» **Given problem**: Write out the listing below word for word, leaving out the pictures.

+++ Material provided

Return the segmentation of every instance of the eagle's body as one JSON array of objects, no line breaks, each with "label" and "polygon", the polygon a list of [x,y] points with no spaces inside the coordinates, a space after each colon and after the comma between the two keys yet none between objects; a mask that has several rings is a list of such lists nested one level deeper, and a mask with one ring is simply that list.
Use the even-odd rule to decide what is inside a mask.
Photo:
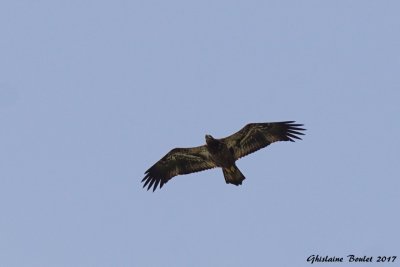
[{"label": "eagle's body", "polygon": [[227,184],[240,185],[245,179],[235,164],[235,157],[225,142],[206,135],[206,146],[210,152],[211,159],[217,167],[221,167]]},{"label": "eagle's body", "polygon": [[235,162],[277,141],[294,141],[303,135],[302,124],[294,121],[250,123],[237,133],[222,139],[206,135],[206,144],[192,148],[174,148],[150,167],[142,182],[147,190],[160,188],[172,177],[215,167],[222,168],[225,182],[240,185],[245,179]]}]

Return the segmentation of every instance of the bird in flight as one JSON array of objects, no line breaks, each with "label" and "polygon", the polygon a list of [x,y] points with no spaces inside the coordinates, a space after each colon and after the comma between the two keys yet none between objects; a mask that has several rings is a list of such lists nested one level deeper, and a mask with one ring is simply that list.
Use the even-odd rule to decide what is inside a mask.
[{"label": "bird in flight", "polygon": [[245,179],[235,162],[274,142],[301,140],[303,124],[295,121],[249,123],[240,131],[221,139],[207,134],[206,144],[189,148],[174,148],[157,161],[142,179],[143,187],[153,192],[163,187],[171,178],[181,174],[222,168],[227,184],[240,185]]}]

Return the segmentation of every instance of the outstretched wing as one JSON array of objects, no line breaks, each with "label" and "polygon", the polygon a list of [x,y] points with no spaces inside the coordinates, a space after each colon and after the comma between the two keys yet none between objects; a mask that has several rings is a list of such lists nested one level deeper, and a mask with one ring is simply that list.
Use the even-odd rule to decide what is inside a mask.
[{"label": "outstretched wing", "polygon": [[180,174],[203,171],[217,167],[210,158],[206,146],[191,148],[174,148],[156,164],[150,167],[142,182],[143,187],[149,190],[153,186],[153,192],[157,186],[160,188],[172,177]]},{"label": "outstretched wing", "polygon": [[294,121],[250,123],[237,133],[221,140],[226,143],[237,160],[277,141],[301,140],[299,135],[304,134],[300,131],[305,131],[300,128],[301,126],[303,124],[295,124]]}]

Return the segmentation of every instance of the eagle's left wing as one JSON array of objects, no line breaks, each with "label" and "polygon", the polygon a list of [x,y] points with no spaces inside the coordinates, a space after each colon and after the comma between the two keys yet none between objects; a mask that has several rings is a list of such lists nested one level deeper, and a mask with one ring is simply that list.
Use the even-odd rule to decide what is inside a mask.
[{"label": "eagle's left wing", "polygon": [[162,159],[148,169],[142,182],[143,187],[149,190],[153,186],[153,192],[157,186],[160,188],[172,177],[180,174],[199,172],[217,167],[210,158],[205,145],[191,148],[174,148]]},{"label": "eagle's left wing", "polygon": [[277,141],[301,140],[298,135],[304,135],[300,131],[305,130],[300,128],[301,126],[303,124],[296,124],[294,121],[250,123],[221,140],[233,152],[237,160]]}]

++++++

» **Full output**:
Return the segmentation of every instance of the eagle's body as one JSON array of objects, no line breaks, each with "label" and "polygon", the polygon a list of [x,y] points with no spaces inside the coordinates, a space after each colon and after the comma between the two keys yet none between objects; a mask that has several rings is a list of such lists nested one level deeper, and a mask with one ring is simply that list.
Use the even-odd rule to decide what is inside a mask.
Photo:
[{"label": "eagle's body", "polygon": [[227,184],[240,185],[245,179],[235,164],[235,157],[225,142],[206,135],[206,146],[210,152],[211,159],[217,167],[221,167]]},{"label": "eagle's body", "polygon": [[235,162],[277,141],[294,141],[303,135],[302,124],[294,121],[250,123],[237,133],[222,139],[206,135],[206,144],[192,148],[174,148],[150,167],[142,182],[147,190],[160,188],[172,177],[215,167],[222,168],[225,182],[240,185],[245,179]]}]

Return the segmentation of every instance of the bird in flight as one JSON array of objects, no line breaks, each with "label" and "polygon", the polygon a list of [x,y] points with no spaces inside the coordinates, a space after each colon and after the comma between the two keys yet none between objects; a mask that has several rings is a list of such lists nested one level deeper, and a mask with one ring is simply that list.
Use the even-odd rule to decide what is inside a mask.
[{"label": "bird in flight", "polygon": [[245,179],[235,162],[274,142],[301,140],[303,124],[295,121],[249,123],[240,131],[221,139],[207,134],[206,144],[189,148],[174,148],[157,161],[142,179],[143,187],[153,192],[163,187],[171,178],[181,174],[222,168],[227,184],[240,185]]}]

Return the segmentation of every instance of the outstretched wing as one JSON array of objects, no line breaks, each with "label" and "polygon", the polygon a list of [x,y] points with no spaces inside the coordinates, a space after each colon and after the comma between the two keys yet none between objects; a mask that has several rings is a list of such lists nested one level deeper, and a mask with one ring is simply that list.
Use the even-odd rule to decide what is inside a mask.
[{"label": "outstretched wing", "polygon": [[180,174],[203,171],[217,167],[210,158],[206,146],[191,148],[174,148],[156,164],[150,167],[142,182],[143,187],[149,190],[153,186],[153,192],[157,186],[160,188],[172,177]]},{"label": "outstretched wing", "polygon": [[294,121],[250,123],[237,133],[221,140],[226,143],[237,160],[277,141],[301,140],[299,135],[304,134],[300,131],[305,131],[300,128],[301,126],[303,124],[295,124]]}]

Return the segmentation of every instance of the eagle's left wing as one JSON array of objects, no line breaks, each with "label" and "polygon", the polygon a list of [x,y] points with no spaces inside the coordinates, a space after each colon and after the comma between the two keys yet none between objects; a mask that has several rings is a list of such lists nested one level deeper, and a mask with one ring is simply that list.
Use the even-odd rule to decide what is inside a mask.
[{"label": "eagle's left wing", "polygon": [[162,159],[148,169],[142,182],[143,187],[149,190],[153,186],[153,192],[157,186],[160,188],[172,177],[180,174],[199,172],[217,167],[210,158],[205,145],[191,148],[174,148]]},{"label": "eagle's left wing", "polygon": [[277,141],[301,140],[298,135],[304,135],[300,131],[305,130],[300,128],[301,126],[303,124],[296,124],[294,121],[250,123],[221,140],[233,152],[237,160]]}]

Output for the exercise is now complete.